- Requirement -
Reproduce exactly the lines from the one that holds "leaf and record integer pixel coordinates." through the last line of the entries, both ends included, but not the pictures.

- Extracted data -

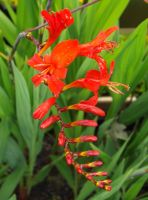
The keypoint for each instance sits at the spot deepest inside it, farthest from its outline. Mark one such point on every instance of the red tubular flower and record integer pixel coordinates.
(53, 67)
(85, 138)
(42, 110)
(49, 121)
(81, 123)
(94, 47)
(69, 158)
(57, 22)
(52, 70)
(98, 174)
(62, 139)
(87, 108)
(92, 164)
(87, 153)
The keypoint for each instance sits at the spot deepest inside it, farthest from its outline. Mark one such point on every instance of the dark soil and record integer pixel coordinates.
(53, 189)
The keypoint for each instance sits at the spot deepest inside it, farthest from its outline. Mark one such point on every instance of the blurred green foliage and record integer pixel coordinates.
(21, 141)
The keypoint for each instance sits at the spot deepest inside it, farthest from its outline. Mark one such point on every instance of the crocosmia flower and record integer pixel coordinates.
(52, 70)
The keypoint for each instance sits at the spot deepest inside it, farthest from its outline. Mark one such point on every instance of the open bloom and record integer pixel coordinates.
(53, 67)
(57, 22)
(94, 79)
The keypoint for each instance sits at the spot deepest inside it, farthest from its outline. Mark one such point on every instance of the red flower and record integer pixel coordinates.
(57, 22)
(94, 79)
(87, 153)
(61, 139)
(69, 158)
(49, 121)
(81, 123)
(86, 108)
(94, 47)
(85, 138)
(52, 67)
(97, 163)
(42, 110)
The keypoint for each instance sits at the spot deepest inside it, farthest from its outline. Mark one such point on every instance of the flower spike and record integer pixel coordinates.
(52, 70)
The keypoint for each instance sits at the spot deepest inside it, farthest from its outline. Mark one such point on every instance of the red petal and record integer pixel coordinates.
(87, 153)
(42, 110)
(69, 158)
(37, 79)
(87, 108)
(60, 73)
(93, 74)
(98, 174)
(82, 123)
(90, 84)
(86, 138)
(62, 139)
(49, 121)
(103, 35)
(64, 53)
(92, 164)
(92, 101)
(55, 85)
(112, 65)
(37, 63)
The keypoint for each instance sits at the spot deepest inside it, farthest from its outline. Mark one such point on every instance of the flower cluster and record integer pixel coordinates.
(52, 69)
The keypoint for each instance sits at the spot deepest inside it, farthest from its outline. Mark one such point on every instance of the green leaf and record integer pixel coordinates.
(7, 84)
(13, 198)
(23, 107)
(139, 137)
(128, 65)
(4, 134)
(139, 108)
(117, 184)
(135, 188)
(65, 171)
(6, 108)
(10, 10)
(105, 13)
(13, 154)
(8, 28)
(86, 190)
(11, 182)
(31, 9)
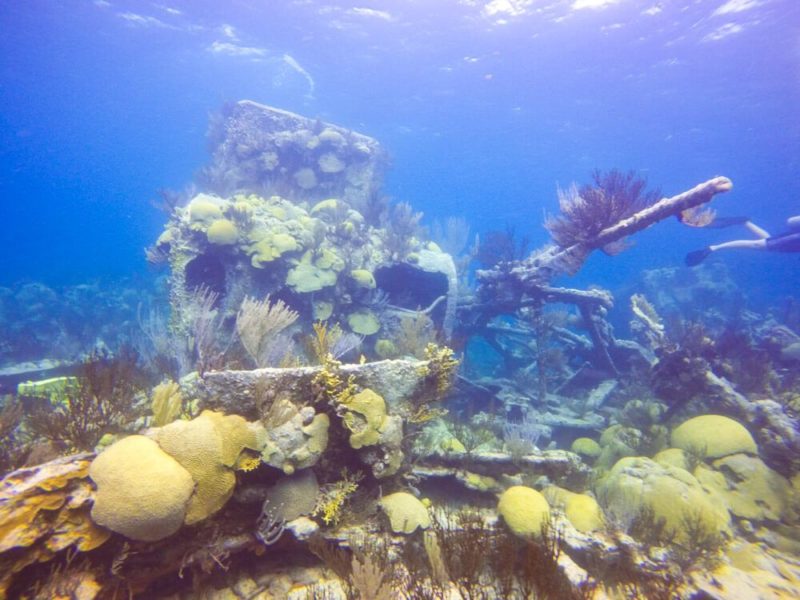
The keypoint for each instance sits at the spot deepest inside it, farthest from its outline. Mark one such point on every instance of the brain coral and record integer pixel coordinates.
(714, 435)
(524, 510)
(222, 232)
(207, 447)
(142, 492)
(406, 512)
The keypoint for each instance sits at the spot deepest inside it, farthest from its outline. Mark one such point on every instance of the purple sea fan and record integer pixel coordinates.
(586, 211)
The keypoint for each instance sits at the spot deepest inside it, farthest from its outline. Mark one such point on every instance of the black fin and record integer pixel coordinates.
(696, 257)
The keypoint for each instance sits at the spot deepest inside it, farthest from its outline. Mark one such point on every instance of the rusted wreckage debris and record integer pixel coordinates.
(508, 287)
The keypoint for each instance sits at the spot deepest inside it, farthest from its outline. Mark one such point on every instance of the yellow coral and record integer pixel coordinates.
(366, 413)
(441, 367)
(332, 500)
(208, 448)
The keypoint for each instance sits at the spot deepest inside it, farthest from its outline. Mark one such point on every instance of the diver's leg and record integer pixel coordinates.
(761, 233)
(741, 244)
(695, 258)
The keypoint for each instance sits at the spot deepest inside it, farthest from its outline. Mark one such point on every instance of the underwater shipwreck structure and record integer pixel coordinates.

- Full solution -
The keypoint for each instance sits at the spot deepest inside it, farthest from its outline. Mark one such point on every instance of the green leaf and record integer pixel coordinates.
(7, 84)
(13, 198)
(23, 107)
(139, 137)
(128, 65)
(4, 134)
(139, 108)
(117, 184)
(135, 188)
(65, 171)
(6, 108)
(10, 10)
(105, 13)
(13, 154)
(8, 28)
(86, 190)
(11, 182)
(31, 9)
The keypoint for each instance sits at the spot deepest inside it, farthest from its outline. Mark one such point on every instance of the brain coral and record integer pixel coordinates.
(714, 435)
(524, 510)
(222, 232)
(207, 447)
(142, 492)
(406, 512)
The keypoint for each instance sits at the spot deepest inside it, farthest from its outline. Mark one such point on every instance of the purple sea fan and record integer pixel coordinates.
(586, 211)
The keypoint for each instance sits at the spot deepest inside it, farthest from its outline. Mark one such point on every instance of the black fin and record integer pixel coordinates.
(696, 257)
The keypoint for each instance sits at the spot deepest inside it, farthest from its outline. Mark one such point on every instance of the rusted wreckage debris and record integer pixel coordinates.
(508, 287)
The keypoint for each instance sits at the spot deepest inside it, farthest from its outline. Mark one such point on every instance of the yellow coral and record integer pixel coordinates.
(366, 413)
(441, 367)
(332, 500)
(208, 448)
The keypoint for each instance sits at the spot deepest inside it, farthest from its outline. Mark one such point on every instance of the diver's leg and record integer pixel coordinates.
(761, 233)
(741, 244)
(695, 258)
The keypoint for each instance sits at the spot deepest inside it, farthest from its outline. Mark one such point on every instance of the underwater shipwreck structure and record integer pixel coordinates.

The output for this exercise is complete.